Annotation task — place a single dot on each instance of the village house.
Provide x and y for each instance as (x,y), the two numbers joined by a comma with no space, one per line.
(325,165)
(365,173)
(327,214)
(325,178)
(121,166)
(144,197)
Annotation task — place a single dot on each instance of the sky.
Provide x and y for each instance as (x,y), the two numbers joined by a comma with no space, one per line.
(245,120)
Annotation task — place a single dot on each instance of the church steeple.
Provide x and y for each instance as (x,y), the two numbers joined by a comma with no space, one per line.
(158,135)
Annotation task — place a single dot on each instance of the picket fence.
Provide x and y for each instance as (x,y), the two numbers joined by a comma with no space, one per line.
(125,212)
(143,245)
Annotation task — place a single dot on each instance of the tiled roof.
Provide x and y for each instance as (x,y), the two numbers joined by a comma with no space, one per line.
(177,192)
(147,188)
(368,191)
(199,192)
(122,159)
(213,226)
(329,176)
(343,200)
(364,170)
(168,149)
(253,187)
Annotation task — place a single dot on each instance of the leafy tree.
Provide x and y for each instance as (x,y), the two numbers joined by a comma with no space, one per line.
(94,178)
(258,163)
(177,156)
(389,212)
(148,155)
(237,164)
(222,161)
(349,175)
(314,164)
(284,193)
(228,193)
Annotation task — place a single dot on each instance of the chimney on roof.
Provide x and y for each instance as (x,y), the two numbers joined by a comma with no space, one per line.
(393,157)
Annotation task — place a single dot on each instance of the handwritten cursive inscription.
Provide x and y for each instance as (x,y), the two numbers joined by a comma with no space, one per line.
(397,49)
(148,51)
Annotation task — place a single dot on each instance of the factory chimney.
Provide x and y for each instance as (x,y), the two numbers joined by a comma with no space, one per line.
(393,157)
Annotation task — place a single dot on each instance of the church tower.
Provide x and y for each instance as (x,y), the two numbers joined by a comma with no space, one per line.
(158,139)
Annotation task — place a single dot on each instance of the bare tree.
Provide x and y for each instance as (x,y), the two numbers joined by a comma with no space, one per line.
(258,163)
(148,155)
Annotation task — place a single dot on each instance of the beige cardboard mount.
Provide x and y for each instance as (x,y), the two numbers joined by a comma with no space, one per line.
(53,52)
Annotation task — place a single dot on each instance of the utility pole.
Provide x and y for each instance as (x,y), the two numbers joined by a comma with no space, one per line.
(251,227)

- - -

TASK TO COMPLETE: Starting at the top, retype every line of the material above exactly.

RESPONSE BOX:
Annotation task — place a single dot on each instance of the village house.
Provide x and y for each instance as (x,y), the two numbers joined by a comma with no space, one per line.
(325,165)
(365,173)
(327,214)
(325,178)
(121,166)
(144,197)
Annotation task — place a single dot on each instance of the sky.
Provide x and y for each instance as (x,y), the two numbers joined by a comma with no space, one per line.
(245,120)
Annotation task — place a single dot on each instance of the church steeple.
Provide x and y for each instance as (x,y), the two numbers joined by a comma with no space, one per line.
(158,135)
Annotation task — place a single dot on each instance of the picket fence.
Provide x and y for each instance as (x,y), the two numbers joined by a comma with no space, one per line.
(125,212)
(143,245)
Annotation task — place a single dot on each instance of the tiled roof.
Provide x and y for each instance as (x,y), the two numbers joined by a comma with no space, one per line.
(177,192)
(147,188)
(368,191)
(199,192)
(122,159)
(213,226)
(329,176)
(343,200)
(364,170)
(168,149)
(253,187)
Annotation task — place a single dot on each instance of the leafy tree.
Provide x and y for each instance as (x,y), the two numbers joined by a comma with no space, one per line.
(94,178)
(258,163)
(177,156)
(389,212)
(148,155)
(237,164)
(222,161)
(349,175)
(314,164)
(284,193)
(228,193)
Annotation task — place a single dot on each instance of the chimney on roof.
Provide x and y for each instance as (x,y), the two numbers joined by a comma with no space, one per line.
(393,157)
Annotation task — place a single dot on each instance of the handwritten cursive inscription.
Provide x and y for each instance as (x,y), the two numbers joined by a comma with no space, one per line.
(397,49)
(148,51)
Annotation task — place a single dot on each instance of the factory chimney.
Provide x and y for each instance as (x,y), the two numbers joined by a comma with no space, one per line.
(393,157)
Annotation task — place a single dot on each instance of the church tower.
Provide x and y for each instance as (x,y), the two numbers joined by a comma with no space, one per line.
(158,139)
Annotation task — place a single dot on each instance of the bare tree.
Provide x and y for each instance as (x,y), the two numbers joined by a comma with no space, one per line.
(258,163)
(148,155)
Annotation task — place a single dot on each instance of the beige cardboard mount.
Provide x and y for each instance as (x,y), the two numbers joined by a comma with no space, one per line.
(53,52)
Annotation task — place a single dot on each instance of the utility pole.
Provide x and y for each instance as (x,y), the two numbers joined by a comma with no space, one per line.
(251,227)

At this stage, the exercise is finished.